## TEXT

=== Section Start ===

The Pattern (Unchanged)

        prompt
          │
   ┌──────┼──────┐
   ▼      ▼      ▼
 Opus   GPT    Gemini
 4.7    5.5    3.1 Pro
   │      │      │
   └──────┼──────┘
          ▼
   aggregate / agreement check
          │
          ▼
   consensus answer + confidence

Two ways to aggregate, depending on the task:

Factual / closed-answer tasks — take the majority answer. 2-of-3 or 3-of-3 agreement is your confidence signal. A 1-1-1 split is a flag to escalate to a human, not a coin flip.
Open-ended / ranked tasks — use the average-rank aggregation from the 3-judge pattern. Each model ranks the anonymized candidates; you average the ranks so each model's self-preference cancels.

The math is exactly the one we published. We're not re-deriving it — we're pointing the same machinery at newer models.

Where Consensus Earns Its Keep

Running three frontier models costs roughly 3x a single call. That's only worth it where a wrong answer is expensive: medical/legal summarization, financial extraction, anything that feeds an automated decision. For those, the agreement rate is a cheaper proxy for correctness than any single model's confidence score — and it's the core idea behind consensus analysis improving quality.

curl -s -X POST "https://www.promptster.dev/v1/prompts/compare" \
  -H "Authorization: Bearer $PROMPTSTER_API_KEY" \
  -H "Content-Type: application/json" \
  -d '{
    "prompt": "Does this contract clause waive the right to a jury trial? Answer yes/no with the exact phrase.",
    "temperature": 0.0,
    "targets": [
      {"provider": "anthropic", "model": "claude-opus-4-7"},
      {"provider": "openai",    "model": "gpt-5.5"},
      {"provider": "google",    "model": "gemini-3.1-pro-preview"}
    ]
  }'

When all three return the same yes/no and cite the same phrase, you ship it. When they disagree, you route to review.

=== Section End ===

## ENTRIES SHOWN
=== Section Start ===

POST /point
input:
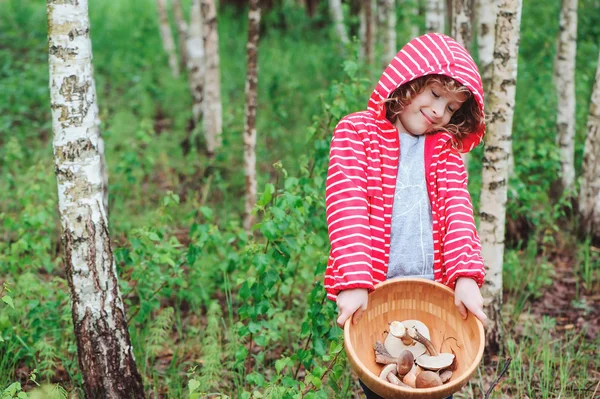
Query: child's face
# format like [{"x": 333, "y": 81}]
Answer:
[{"x": 429, "y": 110}]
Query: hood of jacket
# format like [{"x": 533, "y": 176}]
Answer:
[{"x": 430, "y": 54}]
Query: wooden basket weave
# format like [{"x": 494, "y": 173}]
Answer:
[{"x": 424, "y": 300}]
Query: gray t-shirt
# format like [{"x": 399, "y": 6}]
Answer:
[{"x": 411, "y": 245}]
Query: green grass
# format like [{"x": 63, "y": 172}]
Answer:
[{"x": 253, "y": 303}]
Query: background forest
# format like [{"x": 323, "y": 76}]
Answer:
[{"x": 215, "y": 311}]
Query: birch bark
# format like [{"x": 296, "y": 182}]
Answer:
[
  {"x": 167, "y": 36},
  {"x": 589, "y": 194},
  {"x": 487, "y": 11},
  {"x": 435, "y": 15},
  {"x": 250, "y": 125},
  {"x": 388, "y": 9},
  {"x": 337, "y": 15},
  {"x": 103, "y": 344},
  {"x": 182, "y": 32},
  {"x": 369, "y": 42},
  {"x": 461, "y": 28},
  {"x": 196, "y": 67},
  {"x": 213, "y": 112},
  {"x": 564, "y": 77},
  {"x": 495, "y": 162}
]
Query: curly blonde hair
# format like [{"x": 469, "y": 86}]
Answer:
[{"x": 466, "y": 120}]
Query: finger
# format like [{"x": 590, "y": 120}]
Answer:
[
  {"x": 480, "y": 315},
  {"x": 462, "y": 310},
  {"x": 342, "y": 319},
  {"x": 357, "y": 315}
]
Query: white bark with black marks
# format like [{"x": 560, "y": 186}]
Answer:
[
  {"x": 486, "y": 11},
  {"x": 196, "y": 67},
  {"x": 167, "y": 36},
  {"x": 564, "y": 77},
  {"x": 589, "y": 194},
  {"x": 461, "y": 27},
  {"x": 337, "y": 15},
  {"x": 250, "y": 123},
  {"x": 104, "y": 347},
  {"x": 435, "y": 15},
  {"x": 213, "y": 111},
  {"x": 495, "y": 162}
]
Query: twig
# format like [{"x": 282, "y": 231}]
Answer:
[
  {"x": 596, "y": 390},
  {"x": 491, "y": 388},
  {"x": 151, "y": 296},
  {"x": 329, "y": 367}
]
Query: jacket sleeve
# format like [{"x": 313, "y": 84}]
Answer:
[
  {"x": 461, "y": 245},
  {"x": 350, "y": 263}
]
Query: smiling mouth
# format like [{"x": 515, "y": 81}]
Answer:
[{"x": 427, "y": 118}]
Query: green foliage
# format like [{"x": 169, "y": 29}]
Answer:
[{"x": 246, "y": 314}]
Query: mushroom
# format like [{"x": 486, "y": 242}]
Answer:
[
  {"x": 396, "y": 381},
  {"x": 382, "y": 356},
  {"x": 390, "y": 368},
  {"x": 428, "y": 379},
  {"x": 445, "y": 376},
  {"x": 411, "y": 377},
  {"x": 396, "y": 340},
  {"x": 435, "y": 363},
  {"x": 406, "y": 362}
]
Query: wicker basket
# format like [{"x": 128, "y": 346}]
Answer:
[{"x": 424, "y": 300}]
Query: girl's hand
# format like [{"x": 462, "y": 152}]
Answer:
[
  {"x": 351, "y": 302},
  {"x": 467, "y": 296}
]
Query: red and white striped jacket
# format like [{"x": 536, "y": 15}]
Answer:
[{"x": 361, "y": 179}]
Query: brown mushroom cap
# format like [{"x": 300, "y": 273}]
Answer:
[
  {"x": 428, "y": 379},
  {"x": 435, "y": 363}
]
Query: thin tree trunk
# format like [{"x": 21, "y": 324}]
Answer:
[
  {"x": 461, "y": 28},
  {"x": 487, "y": 11},
  {"x": 196, "y": 66},
  {"x": 104, "y": 348},
  {"x": 462, "y": 33},
  {"x": 369, "y": 43},
  {"x": 213, "y": 112},
  {"x": 337, "y": 15},
  {"x": 564, "y": 77},
  {"x": 250, "y": 125},
  {"x": 435, "y": 15},
  {"x": 167, "y": 36},
  {"x": 414, "y": 26},
  {"x": 589, "y": 194},
  {"x": 182, "y": 32},
  {"x": 495, "y": 163},
  {"x": 388, "y": 9}
]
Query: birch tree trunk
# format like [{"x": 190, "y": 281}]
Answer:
[
  {"x": 182, "y": 32},
  {"x": 487, "y": 11},
  {"x": 167, "y": 36},
  {"x": 196, "y": 67},
  {"x": 461, "y": 28},
  {"x": 462, "y": 33},
  {"x": 104, "y": 348},
  {"x": 435, "y": 15},
  {"x": 250, "y": 125},
  {"x": 337, "y": 15},
  {"x": 564, "y": 77},
  {"x": 589, "y": 194},
  {"x": 495, "y": 163},
  {"x": 388, "y": 9},
  {"x": 213, "y": 112},
  {"x": 369, "y": 43}
]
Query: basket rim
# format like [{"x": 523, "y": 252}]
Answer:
[{"x": 468, "y": 372}]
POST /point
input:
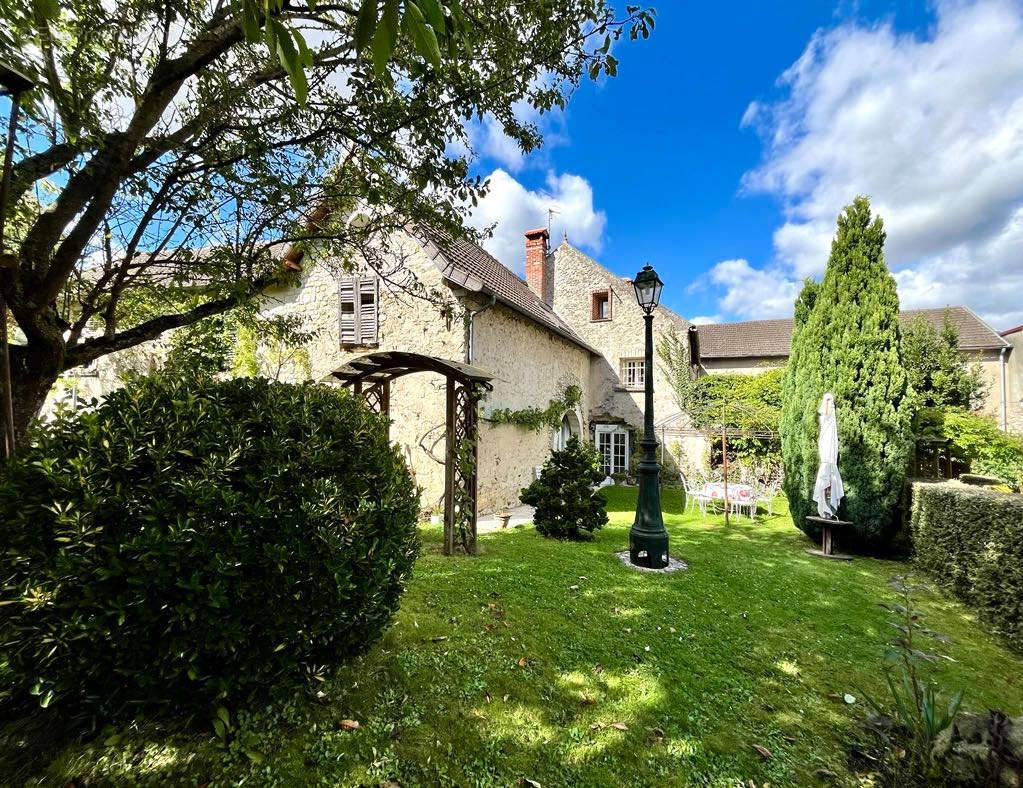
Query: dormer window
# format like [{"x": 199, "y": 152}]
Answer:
[{"x": 601, "y": 305}]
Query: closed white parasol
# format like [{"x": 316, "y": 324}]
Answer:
[{"x": 828, "y": 490}]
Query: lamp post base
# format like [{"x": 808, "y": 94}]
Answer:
[{"x": 649, "y": 550}]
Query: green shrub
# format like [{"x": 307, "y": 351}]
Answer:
[
  {"x": 191, "y": 541},
  {"x": 567, "y": 506},
  {"x": 971, "y": 540},
  {"x": 976, "y": 441},
  {"x": 846, "y": 341}
]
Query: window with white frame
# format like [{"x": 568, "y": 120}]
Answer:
[
  {"x": 633, "y": 373},
  {"x": 358, "y": 313},
  {"x": 613, "y": 446}
]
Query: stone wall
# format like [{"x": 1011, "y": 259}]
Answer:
[
  {"x": 751, "y": 365},
  {"x": 406, "y": 323},
  {"x": 531, "y": 366},
  {"x": 576, "y": 276}
]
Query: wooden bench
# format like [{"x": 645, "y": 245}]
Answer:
[{"x": 828, "y": 528}]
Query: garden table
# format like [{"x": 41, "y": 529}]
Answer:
[{"x": 739, "y": 494}]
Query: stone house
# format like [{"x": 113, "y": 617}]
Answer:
[
  {"x": 753, "y": 346},
  {"x": 570, "y": 323}
]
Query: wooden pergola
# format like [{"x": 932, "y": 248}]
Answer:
[{"x": 370, "y": 376}]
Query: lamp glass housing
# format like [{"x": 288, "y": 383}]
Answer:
[{"x": 648, "y": 287}]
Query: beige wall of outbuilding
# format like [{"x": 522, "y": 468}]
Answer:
[{"x": 1014, "y": 383}]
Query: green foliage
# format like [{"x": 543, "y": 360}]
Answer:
[
  {"x": 976, "y": 441},
  {"x": 937, "y": 370},
  {"x": 673, "y": 353},
  {"x": 750, "y": 406},
  {"x": 567, "y": 506},
  {"x": 231, "y": 343},
  {"x": 848, "y": 343},
  {"x": 744, "y": 403},
  {"x": 225, "y": 170},
  {"x": 192, "y": 541},
  {"x": 918, "y": 708},
  {"x": 915, "y": 703},
  {"x": 971, "y": 540},
  {"x": 536, "y": 420}
]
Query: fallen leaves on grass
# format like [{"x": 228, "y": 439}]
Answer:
[{"x": 656, "y": 736}]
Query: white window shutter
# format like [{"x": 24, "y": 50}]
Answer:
[
  {"x": 367, "y": 312},
  {"x": 348, "y": 311}
]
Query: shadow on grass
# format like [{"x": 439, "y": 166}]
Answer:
[{"x": 551, "y": 661}]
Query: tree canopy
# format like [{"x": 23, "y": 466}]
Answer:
[
  {"x": 847, "y": 341},
  {"x": 170, "y": 158}
]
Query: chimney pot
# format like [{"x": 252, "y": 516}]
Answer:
[{"x": 537, "y": 270}]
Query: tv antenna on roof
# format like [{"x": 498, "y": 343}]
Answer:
[{"x": 550, "y": 218}]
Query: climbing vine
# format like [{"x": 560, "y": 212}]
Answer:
[{"x": 536, "y": 419}]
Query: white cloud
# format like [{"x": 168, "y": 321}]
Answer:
[
  {"x": 931, "y": 128},
  {"x": 754, "y": 293},
  {"x": 516, "y": 209}
]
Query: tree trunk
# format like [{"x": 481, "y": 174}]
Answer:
[{"x": 34, "y": 369}]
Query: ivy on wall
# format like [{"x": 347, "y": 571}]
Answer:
[{"x": 538, "y": 420}]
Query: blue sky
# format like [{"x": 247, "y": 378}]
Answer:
[{"x": 705, "y": 161}]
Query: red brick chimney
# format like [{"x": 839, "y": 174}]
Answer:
[{"x": 537, "y": 275}]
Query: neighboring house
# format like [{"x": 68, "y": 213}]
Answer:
[
  {"x": 1014, "y": 379},
  {"x": 753, "y": 346}
]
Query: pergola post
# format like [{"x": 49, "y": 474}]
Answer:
[
  {"x": 370, "y": 376},
  {"x": 450, "y": 457}
]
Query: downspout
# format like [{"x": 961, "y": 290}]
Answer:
[
  {"x": 1002, "y": 369},
  {"x": 470, "y": 322}
]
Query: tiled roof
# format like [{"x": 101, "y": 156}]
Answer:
[
  {"x": 758, "y": 339},
  {"x": 470, "y": 266}
]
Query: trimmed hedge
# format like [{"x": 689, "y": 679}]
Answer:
[
  {"x": 971, "y": 540},
  {"x": 191, "y": 542}
]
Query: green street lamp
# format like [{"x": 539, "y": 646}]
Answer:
[{"x": 648, "y": 538}]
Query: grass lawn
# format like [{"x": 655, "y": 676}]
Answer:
[{"x": 552, "y": 662}]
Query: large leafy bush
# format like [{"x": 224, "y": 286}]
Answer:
[
  {"x": 567, "y": 506},
  {"x": 191, "y": 540},
  {"x": 971, "y": 540},
  {"x": 846, "y": 341}
]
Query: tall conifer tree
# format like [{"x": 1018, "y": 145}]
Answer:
[{"x": 846, "y": 341}]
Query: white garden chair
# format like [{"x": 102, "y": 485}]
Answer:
[
  {"x": 766, "y": 497},
  {"x": 695, "y": 498}
]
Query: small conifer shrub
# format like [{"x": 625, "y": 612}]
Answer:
[{"x": 567, "y": 505}]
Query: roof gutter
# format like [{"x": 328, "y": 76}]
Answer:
[{"x": 1002, "y": 370}]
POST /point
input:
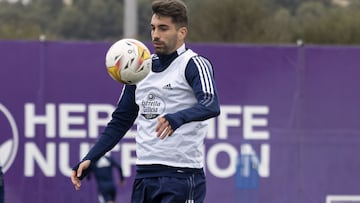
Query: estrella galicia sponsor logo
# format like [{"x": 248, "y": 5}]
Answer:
[
  {"x": 152, "y": 106},
  {"x": 9, "y": 138}
]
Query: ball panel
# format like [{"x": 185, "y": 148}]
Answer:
[{"x": 128, "y": 61}]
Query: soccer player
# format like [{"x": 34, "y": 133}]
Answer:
[
  {"x": 103, "y": 173},
  {"x": 171, "y": 106}
]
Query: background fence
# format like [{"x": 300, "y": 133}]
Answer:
[{"x": 293, "y": 110}]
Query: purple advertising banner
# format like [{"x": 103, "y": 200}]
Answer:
[{"x": 289, "y": 129}]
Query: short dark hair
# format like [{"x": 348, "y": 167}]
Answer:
[{"x": 176, "y": 9}]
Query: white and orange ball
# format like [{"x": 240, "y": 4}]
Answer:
[{"x": 128, "y": 61}]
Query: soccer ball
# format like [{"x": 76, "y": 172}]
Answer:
[{"x": 128, "y": 61}]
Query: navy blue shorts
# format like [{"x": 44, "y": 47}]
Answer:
[
  {"x": 188, "y": 189},
  {"x": 109, "y": 195}
]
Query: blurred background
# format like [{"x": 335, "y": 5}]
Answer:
[
  {"x": 287, "y": 73},
  {"x": 230, "y": 21}
]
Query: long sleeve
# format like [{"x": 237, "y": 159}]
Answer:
[
  {"x": 199, "y": 74},
  {"x": 122, "y": 119}
]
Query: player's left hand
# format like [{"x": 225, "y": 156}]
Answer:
[{"x": 163, "y": 129}]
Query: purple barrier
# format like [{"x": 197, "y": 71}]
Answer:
[{"x": 288, "y": 131}]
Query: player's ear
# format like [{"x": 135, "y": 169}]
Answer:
[{"x": 182, "y": 32}]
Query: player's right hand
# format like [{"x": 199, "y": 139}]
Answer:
[{"x": 76, "y": 175}]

=== Section End ===

Using the consensus text, explain in one to three sentences why the ranks for open-ended or ranked tasks are averaged.

Each model ranks the anonymized candidates. Averaging those ranks cancels out each model's self-preference.